** begin Given information **

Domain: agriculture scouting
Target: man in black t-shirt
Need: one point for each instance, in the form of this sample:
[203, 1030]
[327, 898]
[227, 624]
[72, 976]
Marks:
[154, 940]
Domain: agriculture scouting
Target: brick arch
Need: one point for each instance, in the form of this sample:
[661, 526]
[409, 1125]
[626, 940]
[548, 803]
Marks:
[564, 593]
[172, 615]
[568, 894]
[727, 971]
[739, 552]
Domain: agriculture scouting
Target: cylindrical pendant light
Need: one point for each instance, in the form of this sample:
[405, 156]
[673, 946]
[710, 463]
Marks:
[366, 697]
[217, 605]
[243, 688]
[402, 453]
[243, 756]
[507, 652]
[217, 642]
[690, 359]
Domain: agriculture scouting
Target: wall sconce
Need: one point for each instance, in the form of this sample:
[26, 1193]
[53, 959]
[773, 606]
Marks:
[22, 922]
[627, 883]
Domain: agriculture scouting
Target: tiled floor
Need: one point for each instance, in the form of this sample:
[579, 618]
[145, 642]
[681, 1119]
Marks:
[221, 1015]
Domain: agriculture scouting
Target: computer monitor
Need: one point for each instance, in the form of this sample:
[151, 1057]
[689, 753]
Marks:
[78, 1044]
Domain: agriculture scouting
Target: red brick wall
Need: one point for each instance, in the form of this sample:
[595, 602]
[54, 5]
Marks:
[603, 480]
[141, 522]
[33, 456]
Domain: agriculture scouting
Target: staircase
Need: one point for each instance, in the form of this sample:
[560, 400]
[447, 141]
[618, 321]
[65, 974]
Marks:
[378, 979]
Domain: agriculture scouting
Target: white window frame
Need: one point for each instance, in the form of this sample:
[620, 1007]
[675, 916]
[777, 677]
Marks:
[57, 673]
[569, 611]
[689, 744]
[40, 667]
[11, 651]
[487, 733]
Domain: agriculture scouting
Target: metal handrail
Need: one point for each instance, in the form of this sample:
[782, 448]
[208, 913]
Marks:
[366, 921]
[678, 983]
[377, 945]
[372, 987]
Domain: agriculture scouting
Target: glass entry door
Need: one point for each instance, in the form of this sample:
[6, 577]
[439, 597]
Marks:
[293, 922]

** end Given information **

- Stated exercise: Please count how many lines in the data above contain the string "brick", matching case exactly, and reply with only that number.

- Solution: 2